Brief: Copy out each line below exactly as it appears.

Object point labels
______
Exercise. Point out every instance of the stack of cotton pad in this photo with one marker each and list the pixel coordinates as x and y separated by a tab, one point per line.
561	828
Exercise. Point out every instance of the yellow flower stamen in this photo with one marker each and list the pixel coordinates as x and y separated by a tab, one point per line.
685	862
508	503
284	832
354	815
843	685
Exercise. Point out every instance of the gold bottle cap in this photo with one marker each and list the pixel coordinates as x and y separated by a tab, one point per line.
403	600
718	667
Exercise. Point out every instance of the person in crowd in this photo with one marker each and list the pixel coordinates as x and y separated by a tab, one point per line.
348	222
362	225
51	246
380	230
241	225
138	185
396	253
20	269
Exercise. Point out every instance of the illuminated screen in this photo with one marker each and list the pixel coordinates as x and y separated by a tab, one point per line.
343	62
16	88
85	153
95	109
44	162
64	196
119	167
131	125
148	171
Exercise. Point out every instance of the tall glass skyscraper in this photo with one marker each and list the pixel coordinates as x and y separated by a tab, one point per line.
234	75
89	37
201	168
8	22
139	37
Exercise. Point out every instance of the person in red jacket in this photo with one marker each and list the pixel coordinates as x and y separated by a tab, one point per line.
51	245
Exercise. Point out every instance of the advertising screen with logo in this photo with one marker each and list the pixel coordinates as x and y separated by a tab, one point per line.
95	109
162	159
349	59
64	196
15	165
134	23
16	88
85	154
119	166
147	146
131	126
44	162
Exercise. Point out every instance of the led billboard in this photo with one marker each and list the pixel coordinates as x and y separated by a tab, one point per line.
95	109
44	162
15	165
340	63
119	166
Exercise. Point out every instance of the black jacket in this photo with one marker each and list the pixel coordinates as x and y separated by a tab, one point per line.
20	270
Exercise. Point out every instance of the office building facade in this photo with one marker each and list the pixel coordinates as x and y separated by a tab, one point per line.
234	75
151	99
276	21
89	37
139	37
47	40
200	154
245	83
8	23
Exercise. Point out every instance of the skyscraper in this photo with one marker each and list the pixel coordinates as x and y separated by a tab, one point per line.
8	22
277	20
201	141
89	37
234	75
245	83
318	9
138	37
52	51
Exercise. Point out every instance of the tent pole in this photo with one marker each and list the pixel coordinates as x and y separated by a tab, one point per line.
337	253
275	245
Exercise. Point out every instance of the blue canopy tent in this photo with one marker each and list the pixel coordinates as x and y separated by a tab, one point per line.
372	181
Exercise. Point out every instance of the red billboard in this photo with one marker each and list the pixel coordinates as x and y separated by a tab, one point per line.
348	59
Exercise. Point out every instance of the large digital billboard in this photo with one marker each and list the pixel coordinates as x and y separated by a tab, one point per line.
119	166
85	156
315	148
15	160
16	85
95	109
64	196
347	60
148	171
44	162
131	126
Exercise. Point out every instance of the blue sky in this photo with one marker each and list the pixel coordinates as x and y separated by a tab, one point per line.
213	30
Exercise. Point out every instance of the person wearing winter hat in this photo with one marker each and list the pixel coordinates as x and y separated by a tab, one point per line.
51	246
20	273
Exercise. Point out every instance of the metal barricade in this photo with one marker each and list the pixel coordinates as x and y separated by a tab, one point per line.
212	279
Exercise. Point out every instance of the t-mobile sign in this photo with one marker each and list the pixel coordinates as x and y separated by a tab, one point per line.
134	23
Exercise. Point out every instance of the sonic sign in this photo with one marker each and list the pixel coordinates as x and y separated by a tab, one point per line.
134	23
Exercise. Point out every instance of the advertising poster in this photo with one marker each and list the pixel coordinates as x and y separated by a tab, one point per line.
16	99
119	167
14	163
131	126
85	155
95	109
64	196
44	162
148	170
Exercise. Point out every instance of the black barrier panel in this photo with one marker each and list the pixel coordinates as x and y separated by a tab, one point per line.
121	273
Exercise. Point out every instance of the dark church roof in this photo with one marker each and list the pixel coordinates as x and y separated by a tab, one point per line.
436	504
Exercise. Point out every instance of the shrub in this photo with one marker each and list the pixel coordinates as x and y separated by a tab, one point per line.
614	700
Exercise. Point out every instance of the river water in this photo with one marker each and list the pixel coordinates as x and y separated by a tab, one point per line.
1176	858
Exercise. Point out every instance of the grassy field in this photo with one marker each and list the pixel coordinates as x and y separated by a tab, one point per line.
______
Result:
Exercise. Point out every instance of the stack of cotton pad in this photo with one marker each and list the pixel coordinates as x and y separated by a tab, one point per line.
561	828
Exercise. Point out every instance of the yellow flower stamen in this photo with one marker each and list the pixel coordinates as x and y separated by a tab, one point per line.
685	862
508	503
284	832
354	815
843	685
Exercise. Point out every instance of the gold bottle cap in this photo with one marker each and list the pixel coordinates as x and y separated by a tab, one point per line.
403	600
718	667
Exercise. Point out every instance of the person in crowd in this photo with one marker each and list the pixel coordinates as x and y separated by a tab, one point per line.
348	222
362	225
51	246
380	230
241	225
138	185
396	253
20	269
Exercise. Point out every instance of the illuminated screen in this photo with one marker each and list the pixel coordinates as x and y separated by a tab, one point per line.
343	62
16	88
85	153
95	109
44	162
64	196
119	167
131	125
148	171
Exercise. Point out every instance of the tall glass skyscraper in this photo with one marker each and list the pixel coordinates as x and y separated by a tab, one point per line.
234	75
89	37
201	168
8	22
139	37
Exercise. Point out every instance of the person in red jacket in this photo with one marker each and list the pixel coordinates as x and y separated by a tab, one point per line.
51	245
Exercise. Point out every instance of the advertising screen with logo in this photo with one marker each and list the pixel coordinates as x and y separated by a tab, one point per line.
95	109
162	159
349	59
64	196
15	165
134	23
16	88
85	154
119	166
147	146
131	126
44	162
Exercise. Point out every instance of the led billboard in this photo with one marker each and list the pixel coordinates as x and y separated by a tab, one point per line.
95	109
44	162
15	165
340	63
119	166
Exercise. Point out every instance of the black jacket in this photo with one marker each and list the pixel coordinates as x and y separated by a tab, one point per line.
20	270
Exercise. Point out every instance of the office building facade in this photo with one marker each and list the pixel coordinates as x and y separated by a tab, one point per line.
234	75
151	99
276	21
89	37
139	37
47	40
200	154
245	83
8	23
Exercise. Point out every instance of the skyscraper in this photo with one marker each and list the pixel coordinates as x and y separated by a tab, one point per line.
8	22
277	20
201	141
89	37
234	75
245	83
318	9
138	37
52	51
Exercise. Point out every instance of the tent pole in this photo with one marker each and list the pixel coordinates as x and y separated by a tab, one point per line.
337	253
275	245
Exercise. Point out every instance of the blue canopy tent in this photo with one marker each and list the pixel coordinates as x and y separated by a tab, one point per line.
372	181
Exercise. Point out every instance of the red billboard in this photo with one marker each and list the pixel coordinates as x and y separated by a tab, one point per line.
348	59
Exercise. Point out every instance of the large digital billboard in this photo with one marker each and list the pixel coordinates as x and y separated by a tab, one point per line.
119	166
85	156
315	148
15	160
16	85
95	109
64	196
347	60
148	171
44	162
131	126
Exercise. Point out every instance of the blue sky in this photo with one marker each and list the pixel coordinates as x and y separated by a tab, one point per line.
213	30
Exercise. Point out every instance of the person wearing winter hat in this photo with one marker each and list the pixel coordinates as x and y separated by a tab, one point per line.
51	246
20	273
Exercise. Point out every instance of the metal barricade in this photo with one marker each and list the pixel coordinates as x and y separated by a tab, one point per line.
212	279
Exercise. Point out every instance of the t-mobile sign in this photo with one marker each and list the pixel coordinates as x and y separated by a tab, one point per line.
134	23
Exercise. Point out every instance of the sonic sign in this photo with one marker each and list the pixel coordinates as x and y separated by a tab, one point per line.
134	23
Exercise. Point out every instance of the advertising poster in this photo with one marker each and list the pixel coordinates as x and y separated by a tab, one point per line.
16	99
119	167
14	163
131	126
85	155
95	109
64	196
44	162
148	170
Exercise. Point out every instance of the black barrier panel in this photo with one marker each and list the pixel coordinates as x and y separated by a tab, one point per line.
121	273
Exercise. Point out every instance of the dark church roof in this photo with one marker each and list the pixel coordinates as x and y separated by a tab, one point per line.
436	504
Exercise. Point out every instance of the shrub in this photo with one marker each and list the pixel coordinates as x and y separated by a tab, one point per line.
614	700
Exercise. Point out every instance of the river water in this photo with one marker each and list the pixel coordinates as x and y separated by a tab, one point per line.
1176	858
Exercise. Point out every instance of the grassy field in this photo with one marker each and list the pixel coordinates as x and y separated by a tab, one point per line.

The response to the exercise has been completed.